SET EXERCISE
Begin with the line that contains "Spot the black faucet" and transcribe each line after it, up to and including the last line of the listing below.
## Begin DATA SUPPLIED
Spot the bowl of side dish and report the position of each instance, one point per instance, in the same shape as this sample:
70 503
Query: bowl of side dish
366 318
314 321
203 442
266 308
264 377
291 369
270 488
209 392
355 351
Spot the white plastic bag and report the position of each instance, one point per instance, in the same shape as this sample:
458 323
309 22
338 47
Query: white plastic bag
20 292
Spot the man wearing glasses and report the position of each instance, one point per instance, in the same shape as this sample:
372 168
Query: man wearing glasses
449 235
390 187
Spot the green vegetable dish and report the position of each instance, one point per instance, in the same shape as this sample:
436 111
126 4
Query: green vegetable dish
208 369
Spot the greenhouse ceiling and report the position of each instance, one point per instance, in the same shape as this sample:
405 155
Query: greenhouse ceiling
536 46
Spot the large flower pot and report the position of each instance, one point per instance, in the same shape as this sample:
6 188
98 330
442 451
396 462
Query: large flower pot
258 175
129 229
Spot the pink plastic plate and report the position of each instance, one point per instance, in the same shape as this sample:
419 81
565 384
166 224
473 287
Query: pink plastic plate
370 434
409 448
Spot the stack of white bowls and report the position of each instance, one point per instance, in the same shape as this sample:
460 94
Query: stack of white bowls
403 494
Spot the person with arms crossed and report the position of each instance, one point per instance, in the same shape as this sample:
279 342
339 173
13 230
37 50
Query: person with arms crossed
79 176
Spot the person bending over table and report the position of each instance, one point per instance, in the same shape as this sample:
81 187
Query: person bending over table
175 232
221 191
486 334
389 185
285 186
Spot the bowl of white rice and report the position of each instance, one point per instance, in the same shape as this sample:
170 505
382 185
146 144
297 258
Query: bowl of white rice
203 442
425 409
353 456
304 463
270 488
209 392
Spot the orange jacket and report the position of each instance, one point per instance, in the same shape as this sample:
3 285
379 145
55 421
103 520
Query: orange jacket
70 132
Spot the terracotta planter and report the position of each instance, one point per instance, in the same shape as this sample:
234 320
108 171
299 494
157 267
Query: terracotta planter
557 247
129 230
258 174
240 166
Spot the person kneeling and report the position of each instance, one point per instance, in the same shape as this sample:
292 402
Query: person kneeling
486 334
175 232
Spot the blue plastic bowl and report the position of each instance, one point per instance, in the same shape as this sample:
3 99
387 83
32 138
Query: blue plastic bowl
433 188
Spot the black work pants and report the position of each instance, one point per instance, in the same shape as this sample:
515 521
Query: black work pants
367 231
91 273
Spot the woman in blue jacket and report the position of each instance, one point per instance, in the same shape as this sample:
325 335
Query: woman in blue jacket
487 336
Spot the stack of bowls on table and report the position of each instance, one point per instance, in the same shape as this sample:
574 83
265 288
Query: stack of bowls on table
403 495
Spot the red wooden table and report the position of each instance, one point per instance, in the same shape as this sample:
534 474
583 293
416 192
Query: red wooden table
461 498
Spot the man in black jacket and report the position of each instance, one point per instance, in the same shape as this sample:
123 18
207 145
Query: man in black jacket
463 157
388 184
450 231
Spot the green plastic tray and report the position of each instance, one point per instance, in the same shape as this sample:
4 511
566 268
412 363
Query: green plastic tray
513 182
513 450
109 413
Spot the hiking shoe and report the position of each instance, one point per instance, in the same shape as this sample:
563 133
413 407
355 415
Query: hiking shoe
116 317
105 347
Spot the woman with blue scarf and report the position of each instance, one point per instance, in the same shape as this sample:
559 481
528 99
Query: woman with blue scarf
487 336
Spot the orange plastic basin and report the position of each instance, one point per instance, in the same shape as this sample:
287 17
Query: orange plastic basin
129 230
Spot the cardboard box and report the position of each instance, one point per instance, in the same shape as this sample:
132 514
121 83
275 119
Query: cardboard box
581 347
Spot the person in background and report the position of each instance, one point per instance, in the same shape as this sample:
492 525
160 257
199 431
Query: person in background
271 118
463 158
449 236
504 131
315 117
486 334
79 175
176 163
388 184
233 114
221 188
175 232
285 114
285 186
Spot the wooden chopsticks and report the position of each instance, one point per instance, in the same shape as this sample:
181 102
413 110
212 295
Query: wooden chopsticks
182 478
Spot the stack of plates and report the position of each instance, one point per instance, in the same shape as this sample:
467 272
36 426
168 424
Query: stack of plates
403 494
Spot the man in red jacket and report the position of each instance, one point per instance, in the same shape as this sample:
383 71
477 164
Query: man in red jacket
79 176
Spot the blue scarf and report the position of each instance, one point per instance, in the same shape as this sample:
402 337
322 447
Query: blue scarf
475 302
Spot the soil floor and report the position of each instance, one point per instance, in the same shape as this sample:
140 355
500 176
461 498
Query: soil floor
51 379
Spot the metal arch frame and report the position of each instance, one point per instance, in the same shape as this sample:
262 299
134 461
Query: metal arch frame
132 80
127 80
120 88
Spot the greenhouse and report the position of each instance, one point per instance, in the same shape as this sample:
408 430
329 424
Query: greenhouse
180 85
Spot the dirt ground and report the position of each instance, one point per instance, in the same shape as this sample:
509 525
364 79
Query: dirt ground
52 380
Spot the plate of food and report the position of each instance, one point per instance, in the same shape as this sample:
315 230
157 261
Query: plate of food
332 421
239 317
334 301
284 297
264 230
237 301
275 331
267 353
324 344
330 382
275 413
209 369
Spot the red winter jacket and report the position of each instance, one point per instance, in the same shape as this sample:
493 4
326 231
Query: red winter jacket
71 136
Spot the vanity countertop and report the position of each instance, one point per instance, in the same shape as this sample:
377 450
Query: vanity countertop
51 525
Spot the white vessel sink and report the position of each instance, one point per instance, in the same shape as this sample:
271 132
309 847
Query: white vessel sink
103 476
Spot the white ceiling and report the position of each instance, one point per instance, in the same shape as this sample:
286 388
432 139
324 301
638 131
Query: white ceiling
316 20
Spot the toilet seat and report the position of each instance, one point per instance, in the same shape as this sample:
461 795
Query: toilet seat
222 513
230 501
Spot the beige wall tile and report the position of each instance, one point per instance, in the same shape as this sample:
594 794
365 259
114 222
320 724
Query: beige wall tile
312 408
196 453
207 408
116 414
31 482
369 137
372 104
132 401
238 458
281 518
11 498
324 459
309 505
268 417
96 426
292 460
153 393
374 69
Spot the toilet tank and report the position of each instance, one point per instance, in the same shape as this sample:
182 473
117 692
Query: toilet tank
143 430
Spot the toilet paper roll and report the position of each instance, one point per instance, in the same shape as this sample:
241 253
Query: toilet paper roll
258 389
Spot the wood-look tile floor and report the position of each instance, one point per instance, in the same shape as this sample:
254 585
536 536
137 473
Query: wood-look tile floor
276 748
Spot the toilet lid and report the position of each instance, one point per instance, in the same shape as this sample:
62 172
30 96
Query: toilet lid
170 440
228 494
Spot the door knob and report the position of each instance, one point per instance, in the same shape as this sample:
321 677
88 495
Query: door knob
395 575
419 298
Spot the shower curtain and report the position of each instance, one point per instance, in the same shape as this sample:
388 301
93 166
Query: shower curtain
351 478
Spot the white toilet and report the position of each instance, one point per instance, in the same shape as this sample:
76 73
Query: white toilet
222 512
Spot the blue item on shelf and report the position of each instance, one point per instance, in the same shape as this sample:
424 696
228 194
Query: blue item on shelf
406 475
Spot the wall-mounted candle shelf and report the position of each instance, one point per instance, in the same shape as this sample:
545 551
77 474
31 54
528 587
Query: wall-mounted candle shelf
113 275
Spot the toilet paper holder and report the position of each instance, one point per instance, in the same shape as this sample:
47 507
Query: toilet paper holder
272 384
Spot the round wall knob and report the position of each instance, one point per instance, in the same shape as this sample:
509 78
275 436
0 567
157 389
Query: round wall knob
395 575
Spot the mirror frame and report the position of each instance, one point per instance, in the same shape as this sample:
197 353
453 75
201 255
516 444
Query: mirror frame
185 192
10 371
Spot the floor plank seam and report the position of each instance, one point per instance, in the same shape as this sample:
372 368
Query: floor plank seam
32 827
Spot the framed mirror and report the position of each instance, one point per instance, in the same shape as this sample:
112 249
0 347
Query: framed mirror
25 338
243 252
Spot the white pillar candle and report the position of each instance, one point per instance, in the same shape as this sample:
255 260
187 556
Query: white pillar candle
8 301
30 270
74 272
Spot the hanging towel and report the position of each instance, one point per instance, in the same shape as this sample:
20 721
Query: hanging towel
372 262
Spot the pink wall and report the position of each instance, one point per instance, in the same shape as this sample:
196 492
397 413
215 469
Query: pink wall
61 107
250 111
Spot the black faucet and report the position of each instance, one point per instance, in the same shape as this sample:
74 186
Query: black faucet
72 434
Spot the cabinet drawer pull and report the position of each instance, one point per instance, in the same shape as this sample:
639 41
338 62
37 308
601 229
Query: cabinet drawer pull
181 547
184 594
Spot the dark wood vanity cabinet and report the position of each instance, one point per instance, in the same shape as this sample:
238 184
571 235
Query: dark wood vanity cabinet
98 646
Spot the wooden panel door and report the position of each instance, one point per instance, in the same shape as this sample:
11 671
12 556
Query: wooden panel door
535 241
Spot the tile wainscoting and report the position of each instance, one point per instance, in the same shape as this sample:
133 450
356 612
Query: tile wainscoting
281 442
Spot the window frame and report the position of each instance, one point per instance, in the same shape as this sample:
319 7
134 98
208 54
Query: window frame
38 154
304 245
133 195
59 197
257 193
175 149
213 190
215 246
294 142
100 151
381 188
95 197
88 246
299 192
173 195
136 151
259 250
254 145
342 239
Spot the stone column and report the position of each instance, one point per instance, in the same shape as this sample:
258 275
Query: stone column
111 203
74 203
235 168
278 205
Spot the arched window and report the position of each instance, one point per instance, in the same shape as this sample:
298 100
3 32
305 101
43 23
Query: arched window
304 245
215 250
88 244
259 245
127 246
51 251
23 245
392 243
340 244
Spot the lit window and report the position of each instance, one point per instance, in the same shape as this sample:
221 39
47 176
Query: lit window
## End DATA SUPPLIED
ANSWER FOR THE TASK
Spot the black faucet and report the position of each instance, one point per instance, in the same shape as this sample:
74 186
Query: black faucet
72 434
Spot the cabinet drawer pull and report the position of each instance, one point per instance, in the same shape as this sample:
639 41
338 62
37 308
601 229
Query: cabinet drawer pull
181 547
184 594
Spot the dark wood vanity cabinet and report the position of each instance, one point per instance, in the same shape as this sample:
238 184
571 235
Query: dark wood vanity cabinet
98 646
Spot the wooden panel door and report the position of each instance, one point per instance, in the same shape as this sample:
11 671
12 556
Query: wooden panel door
535 241
Spot the tile wainscoting and report the position of each instance, one point per instance, in the same shape as this sample:
133 450
356 612
Query: tile wainscoting
281 442
Spot the window frame and report the position of each instance, one point per instance, in the same shape as this sample:
319 7
134 98
208 54
Query: window frame
38 154
304 245
133 195
59 197
257 193
175 149
213 190
215 246
294 142
100 151
381 188
95 197
88 246
299 192
173 195
136 151
259 250
254 145
342 239
Spot the stone column and report the position of each instance, one point per instance, in the same shape as this sample:
258 275
Query: stone column
111 203
74 203
235 168
278 205
Spot the arched window and report the position of each instance, one point per instance, in the same shape as this sample:
298 100
3 32
305 101
43 23
Query: arched window
304 245
215 250
88 244
259 245
127 246
51 251
23 245
392 243
340 244
Spot the lit window and report the position of each instance, one point per instance, in the same shape as this sample:
221 39
47 176
Query: lit window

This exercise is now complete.